- Exercise prompt -
In the material below, the required lines run from the one containing "target | eyebrow" through the one containing "target | man's wrist". Copy those lines exactly, ends included, and nothing else.
##### Exercise input #####
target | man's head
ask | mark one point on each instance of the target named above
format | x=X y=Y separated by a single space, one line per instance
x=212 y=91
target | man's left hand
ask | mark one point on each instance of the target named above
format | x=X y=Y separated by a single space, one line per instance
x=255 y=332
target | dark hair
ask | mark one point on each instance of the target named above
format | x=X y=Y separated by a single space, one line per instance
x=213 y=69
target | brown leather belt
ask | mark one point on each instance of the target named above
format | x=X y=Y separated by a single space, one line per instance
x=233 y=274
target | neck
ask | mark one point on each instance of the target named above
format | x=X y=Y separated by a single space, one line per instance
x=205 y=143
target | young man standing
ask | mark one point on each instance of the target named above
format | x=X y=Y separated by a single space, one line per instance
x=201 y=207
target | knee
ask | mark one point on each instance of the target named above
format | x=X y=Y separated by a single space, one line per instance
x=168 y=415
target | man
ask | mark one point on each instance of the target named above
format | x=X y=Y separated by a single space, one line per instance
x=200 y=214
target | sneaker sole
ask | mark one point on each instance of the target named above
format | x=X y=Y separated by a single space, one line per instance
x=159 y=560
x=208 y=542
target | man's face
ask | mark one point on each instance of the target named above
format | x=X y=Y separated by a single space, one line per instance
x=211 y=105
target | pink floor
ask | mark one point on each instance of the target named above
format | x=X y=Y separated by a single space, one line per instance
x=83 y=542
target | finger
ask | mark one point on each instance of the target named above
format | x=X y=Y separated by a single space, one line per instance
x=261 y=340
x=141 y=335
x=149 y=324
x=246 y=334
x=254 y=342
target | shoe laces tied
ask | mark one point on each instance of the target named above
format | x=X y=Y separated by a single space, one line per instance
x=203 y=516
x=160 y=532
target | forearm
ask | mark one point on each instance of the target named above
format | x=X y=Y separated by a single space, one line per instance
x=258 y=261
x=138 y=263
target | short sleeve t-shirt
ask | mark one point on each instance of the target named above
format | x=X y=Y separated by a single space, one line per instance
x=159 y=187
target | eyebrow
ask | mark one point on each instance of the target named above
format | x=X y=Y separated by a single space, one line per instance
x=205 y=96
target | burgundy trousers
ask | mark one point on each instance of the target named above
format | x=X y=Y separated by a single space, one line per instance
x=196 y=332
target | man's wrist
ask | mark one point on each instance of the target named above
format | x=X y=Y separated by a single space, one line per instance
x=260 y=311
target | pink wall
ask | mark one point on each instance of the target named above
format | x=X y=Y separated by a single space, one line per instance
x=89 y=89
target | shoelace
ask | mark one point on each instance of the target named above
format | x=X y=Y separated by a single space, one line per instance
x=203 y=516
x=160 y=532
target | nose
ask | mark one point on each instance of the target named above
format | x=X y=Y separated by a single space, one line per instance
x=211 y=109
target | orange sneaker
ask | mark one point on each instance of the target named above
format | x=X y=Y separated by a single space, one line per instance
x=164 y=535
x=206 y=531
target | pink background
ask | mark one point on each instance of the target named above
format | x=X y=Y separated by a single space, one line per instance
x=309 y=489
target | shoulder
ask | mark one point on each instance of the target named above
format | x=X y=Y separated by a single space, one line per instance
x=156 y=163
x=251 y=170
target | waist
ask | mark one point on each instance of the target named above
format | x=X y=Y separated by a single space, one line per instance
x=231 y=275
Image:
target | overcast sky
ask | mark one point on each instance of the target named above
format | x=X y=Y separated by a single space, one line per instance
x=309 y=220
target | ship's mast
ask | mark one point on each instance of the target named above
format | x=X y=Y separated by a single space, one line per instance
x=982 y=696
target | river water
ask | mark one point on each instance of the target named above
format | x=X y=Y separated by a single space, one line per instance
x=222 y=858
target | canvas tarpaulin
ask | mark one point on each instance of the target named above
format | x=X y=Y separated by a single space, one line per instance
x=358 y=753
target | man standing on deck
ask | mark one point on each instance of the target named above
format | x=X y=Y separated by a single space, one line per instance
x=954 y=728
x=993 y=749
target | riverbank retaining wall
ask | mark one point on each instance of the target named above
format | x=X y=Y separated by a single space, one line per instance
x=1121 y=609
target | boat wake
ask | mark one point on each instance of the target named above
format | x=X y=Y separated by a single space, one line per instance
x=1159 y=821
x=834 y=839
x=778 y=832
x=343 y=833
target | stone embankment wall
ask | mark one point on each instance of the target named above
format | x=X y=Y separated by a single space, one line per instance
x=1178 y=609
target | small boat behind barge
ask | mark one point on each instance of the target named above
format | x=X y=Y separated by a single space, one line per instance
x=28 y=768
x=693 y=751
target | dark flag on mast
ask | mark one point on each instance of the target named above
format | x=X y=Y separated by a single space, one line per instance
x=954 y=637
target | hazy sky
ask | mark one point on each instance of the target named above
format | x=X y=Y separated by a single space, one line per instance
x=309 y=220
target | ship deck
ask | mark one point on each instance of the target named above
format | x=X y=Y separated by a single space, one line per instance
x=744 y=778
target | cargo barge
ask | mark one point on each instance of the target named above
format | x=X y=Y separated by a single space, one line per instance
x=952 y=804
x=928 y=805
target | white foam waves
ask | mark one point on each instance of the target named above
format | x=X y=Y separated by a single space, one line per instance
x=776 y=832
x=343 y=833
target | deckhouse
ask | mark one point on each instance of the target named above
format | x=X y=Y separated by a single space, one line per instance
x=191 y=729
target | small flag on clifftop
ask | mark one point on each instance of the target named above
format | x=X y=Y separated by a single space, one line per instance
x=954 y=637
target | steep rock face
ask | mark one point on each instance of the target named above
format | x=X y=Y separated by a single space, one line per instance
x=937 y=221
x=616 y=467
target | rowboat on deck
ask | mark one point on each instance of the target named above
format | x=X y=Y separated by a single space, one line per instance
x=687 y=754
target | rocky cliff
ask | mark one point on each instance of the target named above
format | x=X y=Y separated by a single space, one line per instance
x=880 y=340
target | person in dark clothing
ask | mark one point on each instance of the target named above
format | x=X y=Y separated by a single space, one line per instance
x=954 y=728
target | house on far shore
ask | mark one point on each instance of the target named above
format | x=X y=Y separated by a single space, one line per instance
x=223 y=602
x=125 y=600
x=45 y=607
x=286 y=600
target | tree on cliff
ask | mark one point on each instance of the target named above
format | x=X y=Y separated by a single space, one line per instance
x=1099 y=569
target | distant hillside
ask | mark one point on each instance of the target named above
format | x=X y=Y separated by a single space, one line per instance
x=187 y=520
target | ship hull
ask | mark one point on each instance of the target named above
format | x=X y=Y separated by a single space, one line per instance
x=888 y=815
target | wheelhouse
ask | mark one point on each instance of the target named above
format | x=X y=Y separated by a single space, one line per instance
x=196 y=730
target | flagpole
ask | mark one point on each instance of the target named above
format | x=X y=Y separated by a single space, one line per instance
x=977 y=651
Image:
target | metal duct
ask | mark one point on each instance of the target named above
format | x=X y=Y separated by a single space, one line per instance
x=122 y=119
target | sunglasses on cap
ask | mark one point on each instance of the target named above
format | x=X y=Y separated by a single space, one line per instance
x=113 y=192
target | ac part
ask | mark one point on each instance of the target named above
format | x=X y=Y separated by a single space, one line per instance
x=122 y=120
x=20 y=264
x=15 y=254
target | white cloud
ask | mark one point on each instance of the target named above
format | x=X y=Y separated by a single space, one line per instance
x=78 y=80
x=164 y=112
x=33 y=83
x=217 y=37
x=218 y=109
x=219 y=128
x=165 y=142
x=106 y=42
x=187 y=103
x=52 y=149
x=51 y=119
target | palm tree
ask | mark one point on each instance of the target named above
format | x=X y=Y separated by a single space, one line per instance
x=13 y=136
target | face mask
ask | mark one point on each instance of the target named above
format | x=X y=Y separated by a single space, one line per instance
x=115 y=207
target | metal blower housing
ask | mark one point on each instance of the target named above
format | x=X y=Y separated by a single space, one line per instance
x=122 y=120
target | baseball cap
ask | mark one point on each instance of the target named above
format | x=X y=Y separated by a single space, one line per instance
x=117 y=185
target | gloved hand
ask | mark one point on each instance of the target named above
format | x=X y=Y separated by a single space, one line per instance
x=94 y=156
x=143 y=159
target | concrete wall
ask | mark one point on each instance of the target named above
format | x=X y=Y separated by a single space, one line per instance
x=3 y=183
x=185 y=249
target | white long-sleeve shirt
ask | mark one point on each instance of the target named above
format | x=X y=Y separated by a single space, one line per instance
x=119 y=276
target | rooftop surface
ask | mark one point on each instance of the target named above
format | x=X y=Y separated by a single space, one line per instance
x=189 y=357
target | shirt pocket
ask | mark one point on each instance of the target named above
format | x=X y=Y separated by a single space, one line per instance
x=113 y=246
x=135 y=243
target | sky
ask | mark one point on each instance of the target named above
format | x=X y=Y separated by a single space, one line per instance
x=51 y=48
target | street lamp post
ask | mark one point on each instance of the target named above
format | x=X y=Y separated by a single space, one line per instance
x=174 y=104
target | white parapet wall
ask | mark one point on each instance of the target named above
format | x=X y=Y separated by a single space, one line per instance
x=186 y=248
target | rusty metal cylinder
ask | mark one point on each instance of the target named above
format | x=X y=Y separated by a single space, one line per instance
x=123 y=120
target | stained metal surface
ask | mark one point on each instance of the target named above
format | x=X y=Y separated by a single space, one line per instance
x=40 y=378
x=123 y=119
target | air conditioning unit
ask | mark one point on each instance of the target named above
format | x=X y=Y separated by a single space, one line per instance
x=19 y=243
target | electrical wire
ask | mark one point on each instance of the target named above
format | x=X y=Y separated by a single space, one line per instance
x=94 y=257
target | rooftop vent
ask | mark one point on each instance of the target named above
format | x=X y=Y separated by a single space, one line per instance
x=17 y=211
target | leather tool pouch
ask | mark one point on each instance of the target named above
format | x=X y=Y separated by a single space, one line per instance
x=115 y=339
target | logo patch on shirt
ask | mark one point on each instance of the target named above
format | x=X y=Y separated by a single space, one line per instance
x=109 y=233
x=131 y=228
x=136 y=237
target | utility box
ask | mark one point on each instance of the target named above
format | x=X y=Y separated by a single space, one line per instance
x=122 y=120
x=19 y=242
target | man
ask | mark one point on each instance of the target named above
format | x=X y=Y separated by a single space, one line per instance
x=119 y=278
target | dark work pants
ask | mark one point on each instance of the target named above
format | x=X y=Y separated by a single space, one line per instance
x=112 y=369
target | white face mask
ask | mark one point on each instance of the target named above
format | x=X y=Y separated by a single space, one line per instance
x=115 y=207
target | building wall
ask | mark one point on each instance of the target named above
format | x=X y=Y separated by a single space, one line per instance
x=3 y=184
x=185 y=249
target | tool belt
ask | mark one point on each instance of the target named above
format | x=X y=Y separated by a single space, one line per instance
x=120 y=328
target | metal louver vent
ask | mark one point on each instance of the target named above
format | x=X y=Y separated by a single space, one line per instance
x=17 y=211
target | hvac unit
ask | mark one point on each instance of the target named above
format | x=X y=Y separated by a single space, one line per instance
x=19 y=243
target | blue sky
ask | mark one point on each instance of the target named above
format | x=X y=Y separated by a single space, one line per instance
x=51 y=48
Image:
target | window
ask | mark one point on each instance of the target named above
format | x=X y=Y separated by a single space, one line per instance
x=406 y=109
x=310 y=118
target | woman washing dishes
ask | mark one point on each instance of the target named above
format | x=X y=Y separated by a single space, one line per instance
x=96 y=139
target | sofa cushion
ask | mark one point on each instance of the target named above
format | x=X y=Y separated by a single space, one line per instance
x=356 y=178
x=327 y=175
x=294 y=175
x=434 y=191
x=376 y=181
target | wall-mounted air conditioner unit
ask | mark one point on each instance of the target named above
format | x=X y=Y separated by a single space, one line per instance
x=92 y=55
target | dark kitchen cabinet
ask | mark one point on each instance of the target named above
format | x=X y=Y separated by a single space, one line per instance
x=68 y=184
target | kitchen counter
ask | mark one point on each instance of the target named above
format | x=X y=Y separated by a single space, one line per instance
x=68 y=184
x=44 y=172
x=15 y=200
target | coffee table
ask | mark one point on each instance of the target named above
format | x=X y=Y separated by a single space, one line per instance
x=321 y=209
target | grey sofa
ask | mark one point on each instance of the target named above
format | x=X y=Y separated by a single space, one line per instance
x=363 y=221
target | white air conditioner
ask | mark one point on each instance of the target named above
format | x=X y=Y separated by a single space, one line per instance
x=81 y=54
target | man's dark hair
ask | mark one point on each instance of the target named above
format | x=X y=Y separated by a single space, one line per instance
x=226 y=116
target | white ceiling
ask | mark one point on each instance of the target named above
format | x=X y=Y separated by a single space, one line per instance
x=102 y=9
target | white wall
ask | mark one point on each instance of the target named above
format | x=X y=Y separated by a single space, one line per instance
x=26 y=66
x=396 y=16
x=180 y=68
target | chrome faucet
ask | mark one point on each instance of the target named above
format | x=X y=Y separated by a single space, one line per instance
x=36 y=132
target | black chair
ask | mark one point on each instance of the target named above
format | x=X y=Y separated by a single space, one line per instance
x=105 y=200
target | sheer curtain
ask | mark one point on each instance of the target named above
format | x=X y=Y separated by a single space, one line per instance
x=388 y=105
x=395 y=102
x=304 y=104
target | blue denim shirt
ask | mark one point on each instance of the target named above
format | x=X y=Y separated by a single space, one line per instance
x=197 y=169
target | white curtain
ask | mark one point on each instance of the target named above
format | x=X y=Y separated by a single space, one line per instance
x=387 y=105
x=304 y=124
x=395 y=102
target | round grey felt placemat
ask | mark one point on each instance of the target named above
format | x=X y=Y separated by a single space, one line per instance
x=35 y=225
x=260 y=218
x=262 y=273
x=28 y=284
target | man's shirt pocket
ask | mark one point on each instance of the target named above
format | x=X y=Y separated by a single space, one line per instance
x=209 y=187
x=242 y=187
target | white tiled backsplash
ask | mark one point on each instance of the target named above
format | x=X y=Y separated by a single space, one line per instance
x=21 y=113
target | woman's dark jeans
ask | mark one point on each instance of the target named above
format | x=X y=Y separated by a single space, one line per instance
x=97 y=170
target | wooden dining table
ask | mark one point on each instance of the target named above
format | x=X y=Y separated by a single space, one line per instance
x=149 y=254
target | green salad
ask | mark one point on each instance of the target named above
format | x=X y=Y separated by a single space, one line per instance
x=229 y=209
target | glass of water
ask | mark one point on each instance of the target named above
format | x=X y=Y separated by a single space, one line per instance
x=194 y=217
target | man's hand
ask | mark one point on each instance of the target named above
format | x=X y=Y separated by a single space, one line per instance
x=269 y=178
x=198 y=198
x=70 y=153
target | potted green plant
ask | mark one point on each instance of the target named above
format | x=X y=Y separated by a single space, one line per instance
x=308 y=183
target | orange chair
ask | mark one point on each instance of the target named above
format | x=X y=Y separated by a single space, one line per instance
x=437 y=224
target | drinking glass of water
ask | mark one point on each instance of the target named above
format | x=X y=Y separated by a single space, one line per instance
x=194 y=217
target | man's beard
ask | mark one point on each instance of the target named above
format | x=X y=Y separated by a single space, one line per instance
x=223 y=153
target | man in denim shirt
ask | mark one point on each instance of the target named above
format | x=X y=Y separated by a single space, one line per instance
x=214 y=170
#####
- Solution to the exercise -
target | eyebrow
ask | mark one point on each instance of the target named above
format | x=X y=Y separated by a single space, one line per instance
x=205 y=96
target | burgundy trousers
ask | mark one point on each instance of the target named above
format | x=X y=Y separated by a single space, one line per instance
x=196 y=332
target | man's wrist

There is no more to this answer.